Task to carry out:
Write out the data exactly as given, dropping every picture.

Image point grounding data:
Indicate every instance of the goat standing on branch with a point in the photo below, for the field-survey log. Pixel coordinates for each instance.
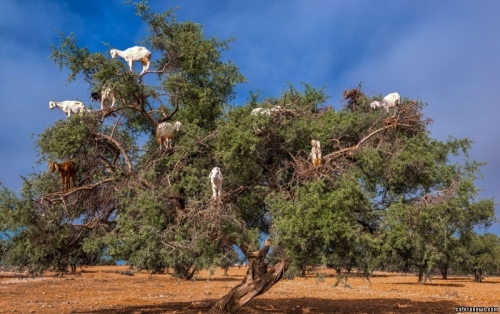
(216, 180)
(316, 153)
(130, 55)
(67, 170)
(69, 106)
(165, 133)
(390, 101)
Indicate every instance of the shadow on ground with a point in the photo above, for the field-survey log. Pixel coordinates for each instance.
(303, 305)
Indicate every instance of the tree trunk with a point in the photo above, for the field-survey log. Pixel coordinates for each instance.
(421, 274)
(478, 275)
(444, 270)
(257, 280)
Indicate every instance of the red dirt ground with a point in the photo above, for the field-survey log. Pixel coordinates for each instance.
(103, 290)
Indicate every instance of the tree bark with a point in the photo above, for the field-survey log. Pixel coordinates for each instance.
(421, 274)
(257, 280)
(478, 275)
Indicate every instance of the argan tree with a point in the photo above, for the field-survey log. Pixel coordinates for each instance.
(154, 208)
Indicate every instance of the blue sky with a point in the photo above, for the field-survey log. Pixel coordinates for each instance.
(444, 53)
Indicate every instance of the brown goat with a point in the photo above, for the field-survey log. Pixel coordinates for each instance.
(67, 170)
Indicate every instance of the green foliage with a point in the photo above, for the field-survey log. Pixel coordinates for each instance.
(386, 193)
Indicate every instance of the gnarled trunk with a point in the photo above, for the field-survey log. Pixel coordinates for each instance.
(257, 280)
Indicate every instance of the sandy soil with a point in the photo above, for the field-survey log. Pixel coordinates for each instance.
(104, 289)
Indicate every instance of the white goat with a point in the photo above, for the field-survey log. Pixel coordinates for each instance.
(165, 133)
(135, 53)
(316, 153)
(265, 111)
(216, 180)
(69, 106)
(105, 97)
(390, 101)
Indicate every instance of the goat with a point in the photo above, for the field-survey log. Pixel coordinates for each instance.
(105, 97)
(165, 133)
(316, 153)
(67, 170)
(390, 101)
(134, 54)
(69, 106)
(216, 180)
(265, 111)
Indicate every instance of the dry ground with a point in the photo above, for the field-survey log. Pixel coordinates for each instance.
(104, 290)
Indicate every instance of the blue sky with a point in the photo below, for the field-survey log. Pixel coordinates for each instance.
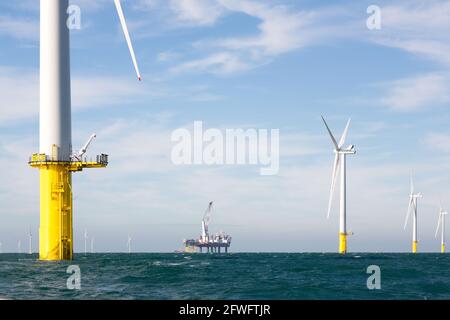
(238, 64)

Exercise result:
Indicate every instance of the goat standing on branch with a point in the photo below, for the field-survey log. Pixel coordinates for each instance.
(216, 180)
(316, 153)
(130, 55)
(67, 170)
(69, 106)
(165, 133)
(390, 101)
Indicate every instance of the shadow on ground with a point in the photo above, for the field-survey log. Pixel coordinates for each instance.
(303, 305)
Indicate every instance of the tree trunk with a point in the photo above, for the field-survey log. Pixel coordinates for each instance.
(421, 274)
(478, 275)
(444, 270)
(257, 280)
Indicate every instance of the red dirt ground with a point in the photo above, for the field-survey log. Pixel coordinates for each instance.
(103, 290)
Indicate every instance of the tree bark with a point in the photo above, for the field-survey log. Pixel coordinates for each instance.
(421, 274)
(257, 280)
(478, 275)
Indicate every instance of the argan tree with a point in the photo above, for the field-survey log. Pixel coordinates for each instance.
(154, 208)
Indicate every instance of the blue sky with a point in the photo above, for the field-survey log. Pixel coordinates for each instance.
(444, 53)
Indicate every instance of the brown goat with a point in the photo above, for the field-survey log. Pixel coordinates for each instance.
(67, 170)
Indicate every instance of the green foliage with a point in the photo above, for the field-survey log. Pixel coordinates for each instance.
(386, 193)
Indicate every instance of the gnarled trunk with a point in the photo above, for the field-survey log. Pixel coordinates for each instance.
(257, 280)
Indicate every instance of the sandy soil with a point in the photo above, for the field-survey log. Pixel coordinates for each instance.
(104, 289)
Indicate every instance of the white goat with a point in the photo above, for the field-survey log. Pixel coordinates for each instance.
(165, 133)
(135, 53)
(316, 153)
(265, 111)
(216, 180)
(69, 106)
(105, 97)
(390, 101)
Indicate every instance of the goat with a point in the photo above, for the field-survey log. Pixel coordinates for each instance.
(105, 97)
(165, 133)
(316, 153)
(67, 170)
(390, 101)
(134, 54)
(69, 106)
(216, 180)
(265, 111)
Indicate every instance of the dry ground with a point in the photo above, for the field-survey log. Pixel coordinates for each instance.
(104, 290)
Indicate every instance of the blue sky with a point in the photo below, for the field-survey log. Pixel coordinates for each instance.
(238, 64)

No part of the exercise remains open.